Extracted text:
■ ■ ■
# Thread: Probability: A person is in considerable pain with a non-life threatening condition.

1. ## Probability: A person is in considerable pain with a non-life threatening condition.

Im not sure how to go about working this out or explaining it. I actually think a 10% chance of dying is high.

Should she have the operation?

Even though we are dealing with uncertainty, we still use probability to make decisions. Here is a real example.
A person is in considerable pain with a non-life threatening condition. She is deciding whether or not to have an operation to fix her problem. She has been told that the chance of her dying as a result of the operation is 10%

• What does the “10%” mean in this context?
• What are the pros and cons of having this operation?
• What factors would you consider if you were in this situation?

2. I can address only the first question directly:

#1 -- We RARELY hear information like this. ALMOST ALWAYS, the doctor would rather report the 90% chance of living. It is the same thing from a mathematical point of view.

#2 -- It is false and misleading information. The individual will either die or live. One cannot die only 10%. What the number actually means is that there is a history for this procedure and so far, 10% of people undergoing the procedure have died. Each individual is either in "die" or "live". One simply doesn't know until after the procedure.

#3 -- This is a standard misunderstanding of population data. Population data MUST NOT be applied to individuals. It is WRONG to do so. Having said that, U.S. Courts do it all the time. Over some large number of cases, this manages to create some measure of social equity, but it does not, in any way, do the exactly correct thing for ANY individual.

#4 -- There is also an important statistical argument about frequentists vs Bayesians. This is an important discussion, but the patient facing the procedure probably doesn't care about it. The patient just wants to be in the "live" group. Nether side of the argument can promise that.
■ ■ ■
Input data:
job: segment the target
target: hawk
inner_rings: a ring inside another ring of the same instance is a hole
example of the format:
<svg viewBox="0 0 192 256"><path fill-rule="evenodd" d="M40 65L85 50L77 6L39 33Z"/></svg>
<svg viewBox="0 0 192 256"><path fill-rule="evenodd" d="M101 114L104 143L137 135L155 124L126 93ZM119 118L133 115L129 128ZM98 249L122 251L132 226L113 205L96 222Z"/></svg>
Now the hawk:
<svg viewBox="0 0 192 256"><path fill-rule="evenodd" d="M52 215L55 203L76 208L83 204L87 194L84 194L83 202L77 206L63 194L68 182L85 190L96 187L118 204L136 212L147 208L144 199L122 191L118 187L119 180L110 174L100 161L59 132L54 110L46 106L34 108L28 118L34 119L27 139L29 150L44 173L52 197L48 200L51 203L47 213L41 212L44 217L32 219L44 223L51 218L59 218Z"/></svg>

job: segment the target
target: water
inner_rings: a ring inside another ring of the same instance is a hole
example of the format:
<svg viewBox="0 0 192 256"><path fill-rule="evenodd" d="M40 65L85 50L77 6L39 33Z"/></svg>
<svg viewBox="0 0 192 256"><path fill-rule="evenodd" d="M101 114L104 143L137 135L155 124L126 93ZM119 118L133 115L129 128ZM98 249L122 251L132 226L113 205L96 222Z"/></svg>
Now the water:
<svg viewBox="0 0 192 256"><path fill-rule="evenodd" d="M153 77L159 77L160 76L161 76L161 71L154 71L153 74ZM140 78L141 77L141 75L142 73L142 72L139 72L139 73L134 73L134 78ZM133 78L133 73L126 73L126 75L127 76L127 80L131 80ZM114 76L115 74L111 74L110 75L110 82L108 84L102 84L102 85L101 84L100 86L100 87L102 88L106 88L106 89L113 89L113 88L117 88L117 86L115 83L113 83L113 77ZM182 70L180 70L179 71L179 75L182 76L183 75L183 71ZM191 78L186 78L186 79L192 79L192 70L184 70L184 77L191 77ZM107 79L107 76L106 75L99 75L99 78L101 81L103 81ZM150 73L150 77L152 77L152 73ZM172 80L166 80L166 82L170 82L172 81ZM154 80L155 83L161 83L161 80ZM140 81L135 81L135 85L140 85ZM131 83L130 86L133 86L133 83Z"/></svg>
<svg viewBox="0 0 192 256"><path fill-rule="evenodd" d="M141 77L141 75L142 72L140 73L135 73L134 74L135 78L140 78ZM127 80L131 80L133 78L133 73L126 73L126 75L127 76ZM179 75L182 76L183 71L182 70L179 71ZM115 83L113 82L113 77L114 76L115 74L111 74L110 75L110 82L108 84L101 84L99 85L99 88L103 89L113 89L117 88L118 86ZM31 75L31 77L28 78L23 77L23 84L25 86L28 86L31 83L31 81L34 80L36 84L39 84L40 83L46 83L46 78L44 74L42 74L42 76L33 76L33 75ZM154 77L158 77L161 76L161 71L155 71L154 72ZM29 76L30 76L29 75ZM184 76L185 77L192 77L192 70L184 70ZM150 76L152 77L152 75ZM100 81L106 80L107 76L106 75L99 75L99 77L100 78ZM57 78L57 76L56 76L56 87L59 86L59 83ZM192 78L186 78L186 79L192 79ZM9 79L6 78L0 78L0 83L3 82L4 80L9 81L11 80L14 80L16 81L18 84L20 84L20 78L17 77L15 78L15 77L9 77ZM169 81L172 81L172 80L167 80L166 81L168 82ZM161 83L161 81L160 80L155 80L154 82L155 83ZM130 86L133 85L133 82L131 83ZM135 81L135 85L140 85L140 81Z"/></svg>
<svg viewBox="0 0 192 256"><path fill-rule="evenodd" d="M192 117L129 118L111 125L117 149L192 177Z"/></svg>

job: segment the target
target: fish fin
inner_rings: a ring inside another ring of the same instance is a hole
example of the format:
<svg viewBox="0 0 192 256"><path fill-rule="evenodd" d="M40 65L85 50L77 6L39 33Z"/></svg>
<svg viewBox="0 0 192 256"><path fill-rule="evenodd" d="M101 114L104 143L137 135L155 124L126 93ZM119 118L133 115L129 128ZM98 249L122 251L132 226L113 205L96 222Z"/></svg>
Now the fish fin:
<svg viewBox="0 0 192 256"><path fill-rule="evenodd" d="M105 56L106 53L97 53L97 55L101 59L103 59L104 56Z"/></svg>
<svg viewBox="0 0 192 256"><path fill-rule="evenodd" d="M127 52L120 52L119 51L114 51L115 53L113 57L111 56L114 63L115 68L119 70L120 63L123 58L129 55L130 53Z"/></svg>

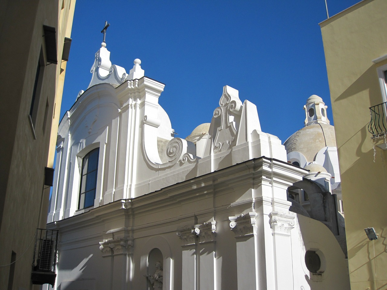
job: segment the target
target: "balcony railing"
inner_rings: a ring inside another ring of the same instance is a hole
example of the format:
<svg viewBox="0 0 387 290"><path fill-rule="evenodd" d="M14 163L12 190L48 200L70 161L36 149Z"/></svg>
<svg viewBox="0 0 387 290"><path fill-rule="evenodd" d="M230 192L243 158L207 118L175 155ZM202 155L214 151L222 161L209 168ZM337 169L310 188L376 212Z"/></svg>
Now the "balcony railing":
<svg viewBox="0 0 387 290"><path fill-rule="evenodd" d="M368 130L376 138L387 133L387 102L370 108L371 121L368 125Z"/></svg>
<svg viewBox="0 0 387 290"><path fill-rule="evenodd" d="M36 241L33 263L32 283L50 284L53 287L57 274L58 231L43 229L36 229Z"/></svg>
■ ■ ■
Brief: Pick up the forum thread on the operation with a 10% chance of dying and keep writing it from its last sentence on.

Answer box:
3. Originally Posted by missy_muffett
Im not sure how to go about working this out or explaining it. I actually think a 10% chance of dying is high.

Should she have the operation?

Even though we are dealing with uncertainty, we still use probability to make decisions. Here is a real example.
A person is in considerable pain with a non-life threatening condition. She is deciding whether or not to have an operation to fix her problem. She has been told that the chance of her dying as a result of the operation is 10%

• What does the “10%” mean in this context?
• What are the pros and cons of having this operation?
• What factors would you consider if you were in this situation?
tkhunny well expressed several of the thorny issues that come up in trying to interpret what probability means in real life.

If I assume that this is an exercise you were given in an introductory probability class, then you are probably expected not to think quite so deeply, but just to apply to this question whatever you have been taught as the definition of probability (and then, in the last two parts, perhaps you see for yourself what that definition is not fully adequate).

Can you tell use what you have learned as the definition, and apply that to this 10%?

4. ## Probability : Operation

Hello Dr Peterson,

we learned about probability from a 5 minute online lecture, then read a chapter in a book called 'The Tiger that isnt' & have to work out our own answers.
This basically seems how the uni is running its maths course, every week new concept, short lecture read the book answer 10 questions. Therefore to try &
make sense of what I should be doing, I am looking for someone to help me along the way & explain what I need to be doing.

5. Originally Posted by missy_muffett
Hello Dr Peterson,

we learned about probability from a 5 minute online lecture, then read a chapter in a book called 'The Tiger that isnt' & have to work out our own answers.
This basically seems how the uni is running its maths course, every week new concept, short lecture read the book answer 10 questions. Therefore to try &
make sense of what I should be doing, I am looking for someone to help me along the way & explain what I need to be doing.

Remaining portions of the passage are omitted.